• _Consigne_:
Déterminez combien de lignes des enregistrements contiennent la chaîne « Task ». Donnez uniquement ce nombre.

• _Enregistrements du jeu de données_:

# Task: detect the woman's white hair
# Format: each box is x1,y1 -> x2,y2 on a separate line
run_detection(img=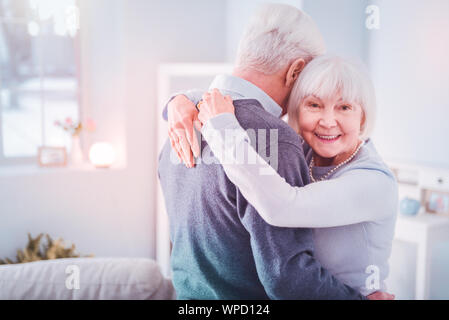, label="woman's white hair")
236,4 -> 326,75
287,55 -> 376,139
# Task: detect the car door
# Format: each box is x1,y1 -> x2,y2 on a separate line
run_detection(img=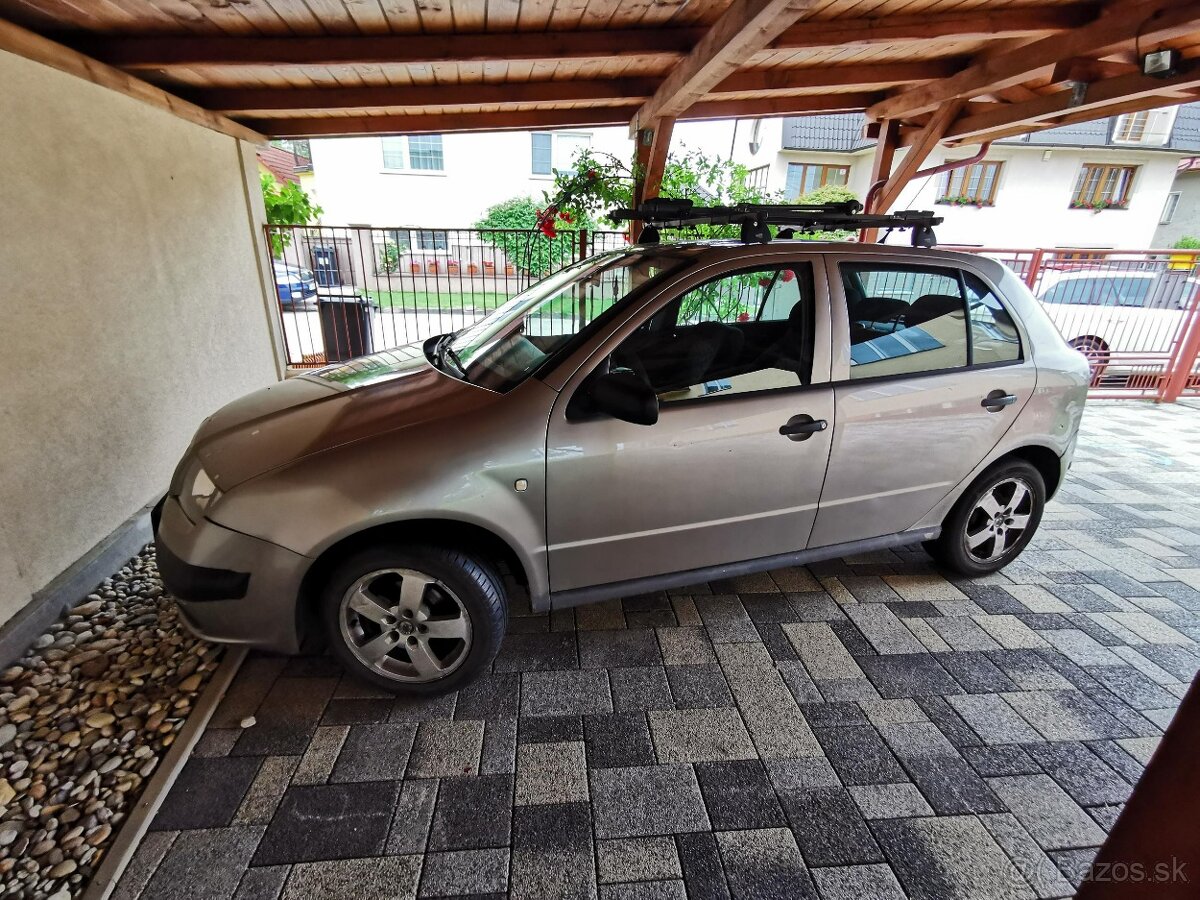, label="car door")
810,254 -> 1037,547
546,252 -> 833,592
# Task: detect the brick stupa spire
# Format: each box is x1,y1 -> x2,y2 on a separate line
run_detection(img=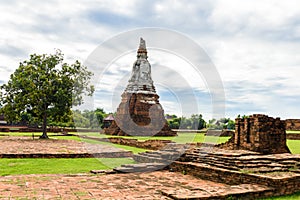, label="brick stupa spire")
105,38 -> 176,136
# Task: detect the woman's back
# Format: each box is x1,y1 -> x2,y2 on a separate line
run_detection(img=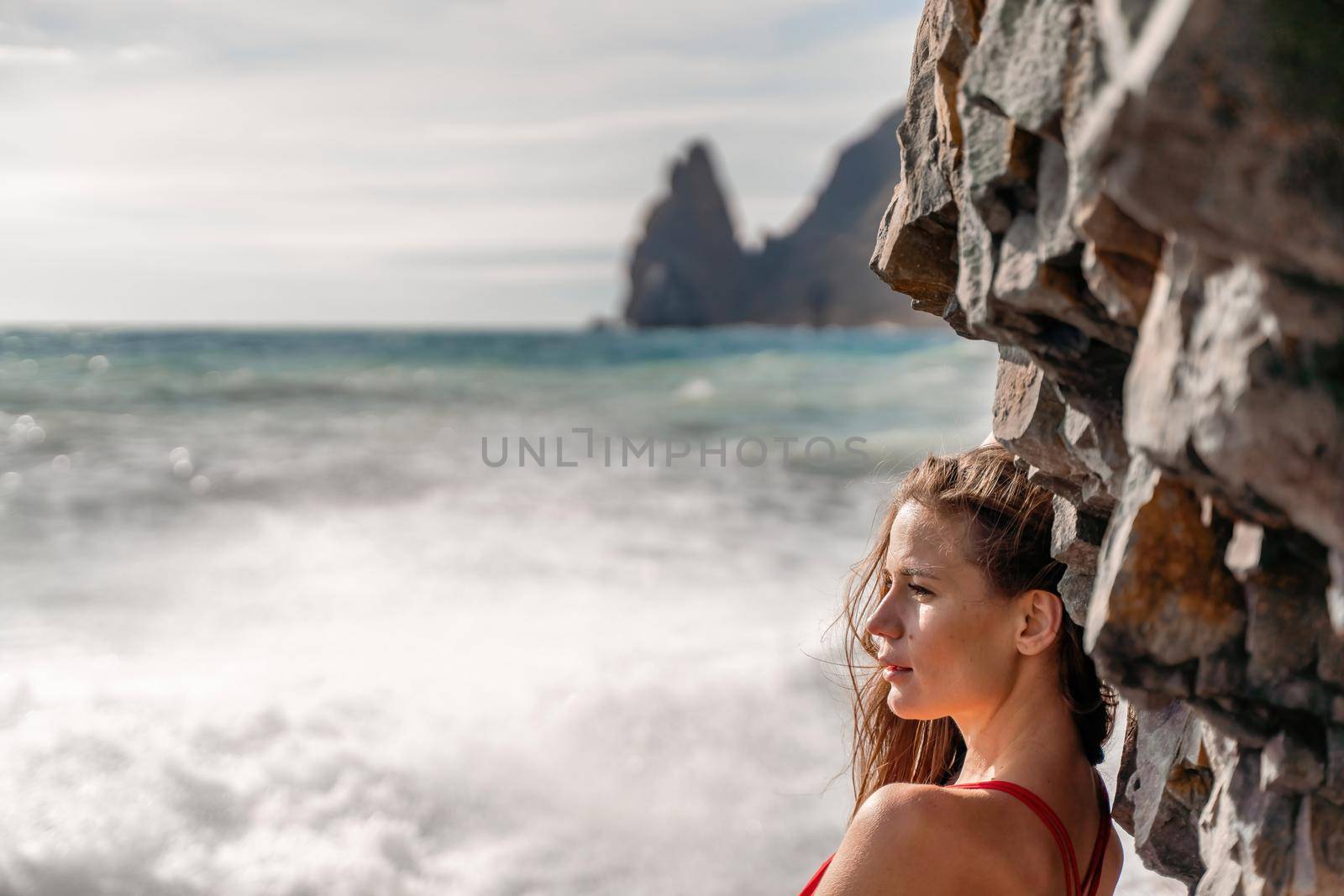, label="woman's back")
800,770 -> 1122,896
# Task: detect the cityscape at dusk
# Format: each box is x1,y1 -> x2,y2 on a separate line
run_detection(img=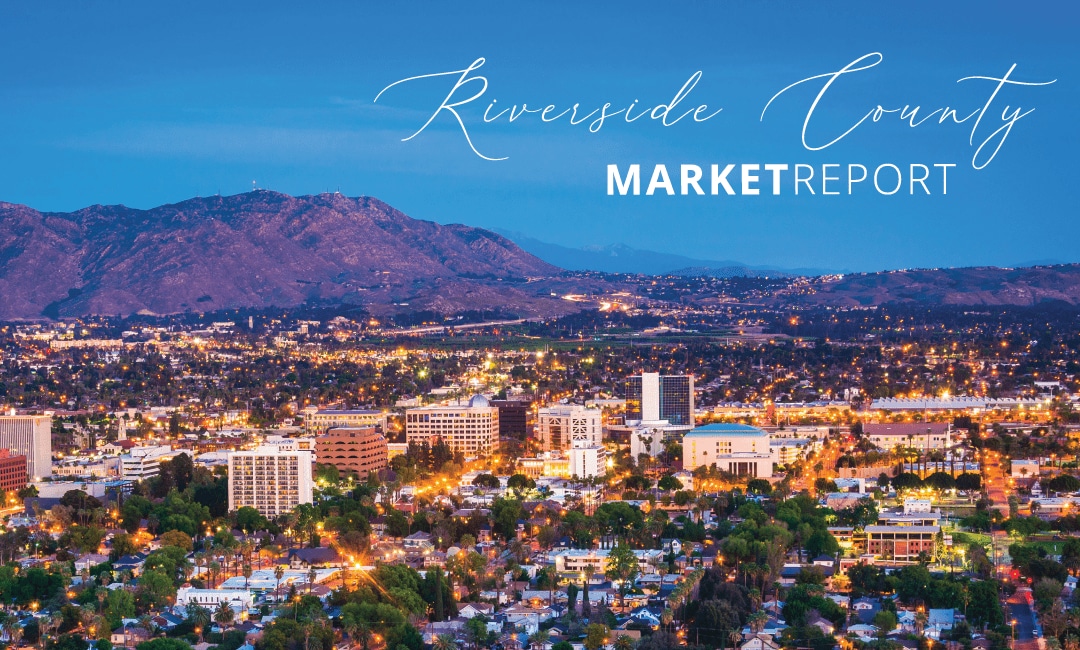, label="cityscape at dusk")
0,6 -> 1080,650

• _Corrigé_:
5